**Requirements**.
Include in the output the line containing "Wildlife-tally request: put a marker on the blue" and each subsequent line of the records, through the end, transcribed exactly. Add nothing else.
*** Material shown ***
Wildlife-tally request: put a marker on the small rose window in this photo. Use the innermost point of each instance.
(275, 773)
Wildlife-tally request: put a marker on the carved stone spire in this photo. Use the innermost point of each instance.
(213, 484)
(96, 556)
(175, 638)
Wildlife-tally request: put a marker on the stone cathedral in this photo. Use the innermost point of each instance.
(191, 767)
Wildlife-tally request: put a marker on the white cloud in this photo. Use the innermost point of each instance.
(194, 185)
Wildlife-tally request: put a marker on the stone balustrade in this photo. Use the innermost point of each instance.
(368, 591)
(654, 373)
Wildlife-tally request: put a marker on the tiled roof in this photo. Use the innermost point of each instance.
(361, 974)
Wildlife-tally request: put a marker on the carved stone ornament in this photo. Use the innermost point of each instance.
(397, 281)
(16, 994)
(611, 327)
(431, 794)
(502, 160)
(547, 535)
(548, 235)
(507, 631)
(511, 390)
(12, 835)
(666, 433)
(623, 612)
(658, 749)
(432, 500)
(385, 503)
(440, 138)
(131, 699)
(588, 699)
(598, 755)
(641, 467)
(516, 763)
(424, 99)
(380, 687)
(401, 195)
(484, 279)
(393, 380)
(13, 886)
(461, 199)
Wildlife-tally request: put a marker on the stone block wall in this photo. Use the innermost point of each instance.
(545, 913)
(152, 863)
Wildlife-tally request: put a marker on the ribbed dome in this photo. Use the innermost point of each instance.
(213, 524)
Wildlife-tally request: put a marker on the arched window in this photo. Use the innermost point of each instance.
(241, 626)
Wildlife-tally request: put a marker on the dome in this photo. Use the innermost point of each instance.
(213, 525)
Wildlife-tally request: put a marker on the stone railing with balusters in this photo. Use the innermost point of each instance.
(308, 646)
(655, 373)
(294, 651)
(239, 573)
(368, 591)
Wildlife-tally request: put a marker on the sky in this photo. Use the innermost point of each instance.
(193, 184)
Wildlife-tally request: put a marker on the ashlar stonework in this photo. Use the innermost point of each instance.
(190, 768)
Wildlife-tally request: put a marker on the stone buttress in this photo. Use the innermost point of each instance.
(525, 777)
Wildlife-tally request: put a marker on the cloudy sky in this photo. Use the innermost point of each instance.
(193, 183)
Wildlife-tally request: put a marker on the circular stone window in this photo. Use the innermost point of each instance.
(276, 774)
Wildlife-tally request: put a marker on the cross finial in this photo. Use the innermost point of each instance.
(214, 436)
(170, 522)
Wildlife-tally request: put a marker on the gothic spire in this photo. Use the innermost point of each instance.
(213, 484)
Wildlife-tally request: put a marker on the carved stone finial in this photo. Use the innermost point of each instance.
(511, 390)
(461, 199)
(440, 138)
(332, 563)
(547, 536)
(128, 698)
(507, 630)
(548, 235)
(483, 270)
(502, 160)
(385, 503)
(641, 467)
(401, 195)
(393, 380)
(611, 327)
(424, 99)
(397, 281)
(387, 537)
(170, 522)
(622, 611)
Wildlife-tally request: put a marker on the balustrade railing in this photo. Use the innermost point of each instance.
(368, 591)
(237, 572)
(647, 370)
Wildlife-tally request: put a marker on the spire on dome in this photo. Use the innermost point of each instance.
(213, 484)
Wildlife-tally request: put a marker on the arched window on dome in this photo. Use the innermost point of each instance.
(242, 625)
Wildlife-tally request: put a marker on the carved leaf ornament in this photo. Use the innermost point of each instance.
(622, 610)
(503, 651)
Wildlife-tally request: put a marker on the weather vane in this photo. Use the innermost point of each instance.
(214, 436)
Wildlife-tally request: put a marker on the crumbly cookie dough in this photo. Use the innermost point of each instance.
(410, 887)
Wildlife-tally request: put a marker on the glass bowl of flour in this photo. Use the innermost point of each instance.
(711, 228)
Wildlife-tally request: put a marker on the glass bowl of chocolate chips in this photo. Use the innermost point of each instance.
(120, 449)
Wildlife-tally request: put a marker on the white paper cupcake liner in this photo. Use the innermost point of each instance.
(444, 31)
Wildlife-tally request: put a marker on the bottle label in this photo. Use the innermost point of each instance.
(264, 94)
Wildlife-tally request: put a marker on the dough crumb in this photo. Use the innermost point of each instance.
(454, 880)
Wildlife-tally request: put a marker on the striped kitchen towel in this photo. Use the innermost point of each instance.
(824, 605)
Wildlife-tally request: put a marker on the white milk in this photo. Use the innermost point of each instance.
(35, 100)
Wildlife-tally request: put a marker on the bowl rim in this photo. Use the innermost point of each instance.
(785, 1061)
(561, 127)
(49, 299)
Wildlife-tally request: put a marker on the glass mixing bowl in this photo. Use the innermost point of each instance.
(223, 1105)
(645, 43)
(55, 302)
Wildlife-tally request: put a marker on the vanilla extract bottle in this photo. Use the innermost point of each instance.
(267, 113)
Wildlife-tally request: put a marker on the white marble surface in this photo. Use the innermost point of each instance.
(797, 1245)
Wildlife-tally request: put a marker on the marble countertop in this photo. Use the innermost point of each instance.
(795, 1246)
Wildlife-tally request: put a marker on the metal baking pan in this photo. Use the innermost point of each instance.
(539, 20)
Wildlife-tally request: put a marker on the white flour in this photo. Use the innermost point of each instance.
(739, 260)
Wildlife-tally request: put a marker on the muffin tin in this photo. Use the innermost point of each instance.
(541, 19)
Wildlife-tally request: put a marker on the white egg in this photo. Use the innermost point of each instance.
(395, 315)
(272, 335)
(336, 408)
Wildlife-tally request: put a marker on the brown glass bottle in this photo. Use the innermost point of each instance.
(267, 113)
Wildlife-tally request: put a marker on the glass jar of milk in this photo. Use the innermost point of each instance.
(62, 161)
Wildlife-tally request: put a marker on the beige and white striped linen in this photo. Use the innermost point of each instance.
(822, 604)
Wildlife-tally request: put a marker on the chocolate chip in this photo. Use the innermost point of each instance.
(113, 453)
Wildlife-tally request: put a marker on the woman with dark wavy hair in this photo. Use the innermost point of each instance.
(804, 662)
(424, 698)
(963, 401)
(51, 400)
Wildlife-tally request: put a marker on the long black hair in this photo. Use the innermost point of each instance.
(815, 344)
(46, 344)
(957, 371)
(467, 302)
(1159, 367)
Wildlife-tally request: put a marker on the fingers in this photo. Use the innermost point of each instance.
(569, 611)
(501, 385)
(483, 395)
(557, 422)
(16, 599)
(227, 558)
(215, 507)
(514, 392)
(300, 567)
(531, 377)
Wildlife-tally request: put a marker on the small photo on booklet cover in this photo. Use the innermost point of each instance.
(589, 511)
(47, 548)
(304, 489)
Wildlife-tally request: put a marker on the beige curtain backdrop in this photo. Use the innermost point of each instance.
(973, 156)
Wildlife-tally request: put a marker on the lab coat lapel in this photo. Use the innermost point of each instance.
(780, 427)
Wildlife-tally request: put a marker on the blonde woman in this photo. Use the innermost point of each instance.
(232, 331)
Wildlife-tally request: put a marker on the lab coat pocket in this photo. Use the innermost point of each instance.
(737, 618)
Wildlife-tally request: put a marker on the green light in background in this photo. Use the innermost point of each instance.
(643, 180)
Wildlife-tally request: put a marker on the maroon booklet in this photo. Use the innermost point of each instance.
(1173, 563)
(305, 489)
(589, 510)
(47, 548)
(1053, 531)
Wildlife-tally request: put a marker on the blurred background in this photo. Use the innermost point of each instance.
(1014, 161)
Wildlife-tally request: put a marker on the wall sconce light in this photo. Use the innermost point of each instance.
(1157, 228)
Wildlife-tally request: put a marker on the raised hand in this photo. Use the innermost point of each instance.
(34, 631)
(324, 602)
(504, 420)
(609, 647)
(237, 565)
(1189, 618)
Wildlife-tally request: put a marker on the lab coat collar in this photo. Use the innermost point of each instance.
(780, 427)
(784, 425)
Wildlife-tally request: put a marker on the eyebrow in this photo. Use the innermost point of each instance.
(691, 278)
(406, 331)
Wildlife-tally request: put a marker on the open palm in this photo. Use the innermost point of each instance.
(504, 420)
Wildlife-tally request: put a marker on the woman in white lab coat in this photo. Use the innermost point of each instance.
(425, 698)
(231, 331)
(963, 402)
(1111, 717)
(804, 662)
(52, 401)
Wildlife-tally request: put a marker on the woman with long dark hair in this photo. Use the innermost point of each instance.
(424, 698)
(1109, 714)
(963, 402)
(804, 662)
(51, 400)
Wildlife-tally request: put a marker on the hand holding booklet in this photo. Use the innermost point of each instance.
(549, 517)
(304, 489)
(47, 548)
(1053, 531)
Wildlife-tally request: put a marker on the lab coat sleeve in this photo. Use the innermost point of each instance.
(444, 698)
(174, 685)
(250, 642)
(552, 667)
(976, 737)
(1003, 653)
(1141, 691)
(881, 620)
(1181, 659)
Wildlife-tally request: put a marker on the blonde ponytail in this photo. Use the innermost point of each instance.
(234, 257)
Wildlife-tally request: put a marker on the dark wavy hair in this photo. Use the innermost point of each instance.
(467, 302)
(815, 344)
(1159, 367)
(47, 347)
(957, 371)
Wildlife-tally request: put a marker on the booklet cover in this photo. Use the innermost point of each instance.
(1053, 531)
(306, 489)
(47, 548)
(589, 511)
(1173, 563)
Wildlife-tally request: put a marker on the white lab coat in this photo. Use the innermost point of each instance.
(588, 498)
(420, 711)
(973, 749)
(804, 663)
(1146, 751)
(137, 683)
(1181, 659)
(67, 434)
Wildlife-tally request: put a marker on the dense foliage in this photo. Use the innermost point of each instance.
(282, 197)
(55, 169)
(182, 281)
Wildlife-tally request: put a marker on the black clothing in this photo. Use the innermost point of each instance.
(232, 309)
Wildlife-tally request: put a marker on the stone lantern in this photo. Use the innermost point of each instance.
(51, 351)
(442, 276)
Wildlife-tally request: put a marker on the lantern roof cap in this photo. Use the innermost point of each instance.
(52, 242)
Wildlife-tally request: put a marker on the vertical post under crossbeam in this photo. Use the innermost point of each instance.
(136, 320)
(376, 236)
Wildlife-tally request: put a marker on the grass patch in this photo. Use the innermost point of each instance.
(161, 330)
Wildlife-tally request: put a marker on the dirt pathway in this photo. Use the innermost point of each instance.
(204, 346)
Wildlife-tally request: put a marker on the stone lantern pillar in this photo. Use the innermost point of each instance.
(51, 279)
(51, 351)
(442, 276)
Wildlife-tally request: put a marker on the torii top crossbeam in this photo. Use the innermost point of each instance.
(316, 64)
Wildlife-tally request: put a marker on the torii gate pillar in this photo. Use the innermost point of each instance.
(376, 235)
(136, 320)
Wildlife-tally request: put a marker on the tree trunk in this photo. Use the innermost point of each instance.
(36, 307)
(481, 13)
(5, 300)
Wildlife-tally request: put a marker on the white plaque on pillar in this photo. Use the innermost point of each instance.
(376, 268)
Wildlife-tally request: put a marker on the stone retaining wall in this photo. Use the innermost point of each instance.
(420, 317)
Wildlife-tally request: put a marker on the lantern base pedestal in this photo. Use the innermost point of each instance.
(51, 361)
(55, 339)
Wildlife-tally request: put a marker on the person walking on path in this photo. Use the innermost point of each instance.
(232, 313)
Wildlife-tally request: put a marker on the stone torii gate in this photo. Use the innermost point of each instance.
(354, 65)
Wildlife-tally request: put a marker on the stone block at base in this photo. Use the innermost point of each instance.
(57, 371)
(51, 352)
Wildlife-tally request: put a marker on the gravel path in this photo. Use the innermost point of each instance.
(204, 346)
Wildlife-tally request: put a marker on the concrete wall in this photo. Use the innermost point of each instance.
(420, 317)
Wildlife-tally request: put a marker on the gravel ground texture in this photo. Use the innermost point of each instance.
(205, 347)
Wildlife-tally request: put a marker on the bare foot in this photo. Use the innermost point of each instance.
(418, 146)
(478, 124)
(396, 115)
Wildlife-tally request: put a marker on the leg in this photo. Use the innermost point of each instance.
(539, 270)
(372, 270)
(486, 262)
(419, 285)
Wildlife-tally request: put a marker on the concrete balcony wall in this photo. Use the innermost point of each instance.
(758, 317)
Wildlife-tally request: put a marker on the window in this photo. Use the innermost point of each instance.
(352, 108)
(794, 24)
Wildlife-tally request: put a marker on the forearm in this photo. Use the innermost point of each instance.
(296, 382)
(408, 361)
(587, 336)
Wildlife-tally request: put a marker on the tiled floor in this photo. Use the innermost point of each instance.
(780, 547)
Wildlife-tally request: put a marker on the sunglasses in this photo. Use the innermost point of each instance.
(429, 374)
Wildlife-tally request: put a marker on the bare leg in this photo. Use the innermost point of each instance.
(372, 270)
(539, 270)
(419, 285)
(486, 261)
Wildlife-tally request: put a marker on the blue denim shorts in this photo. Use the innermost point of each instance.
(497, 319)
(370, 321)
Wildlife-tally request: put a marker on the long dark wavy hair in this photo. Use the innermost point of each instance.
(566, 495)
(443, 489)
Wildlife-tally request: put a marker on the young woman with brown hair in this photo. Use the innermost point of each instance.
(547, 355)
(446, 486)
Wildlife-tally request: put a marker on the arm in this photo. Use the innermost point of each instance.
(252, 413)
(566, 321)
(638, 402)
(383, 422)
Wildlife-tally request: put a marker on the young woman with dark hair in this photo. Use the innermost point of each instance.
***
**Correct result**.
Wildlife-tally request: put a marker on the blue denim shorts in this photo. Use the innermost point of each instance.
(497, 319)
(370, 321)
Wildlife-tally request: put a marker on the long dark wavy hair in this photo. Use the innermost point of each instance.
(566, 495)
(443, 489)
Wildlife-tally request: put a marker on the young woman with brown hair in this photo. Use the innermost point of each instance.
(547, 355)
(446, 486)
Wildlife-tally request: put a marker on the arm in this photo. Use the innermost point of each instance.
(252, 413)
(566, 321)
(638, 402)
(383, 422)
Wildlife-tally request: put a marker on the young woman with dark hair in this photo. Use the innermost point of each instance.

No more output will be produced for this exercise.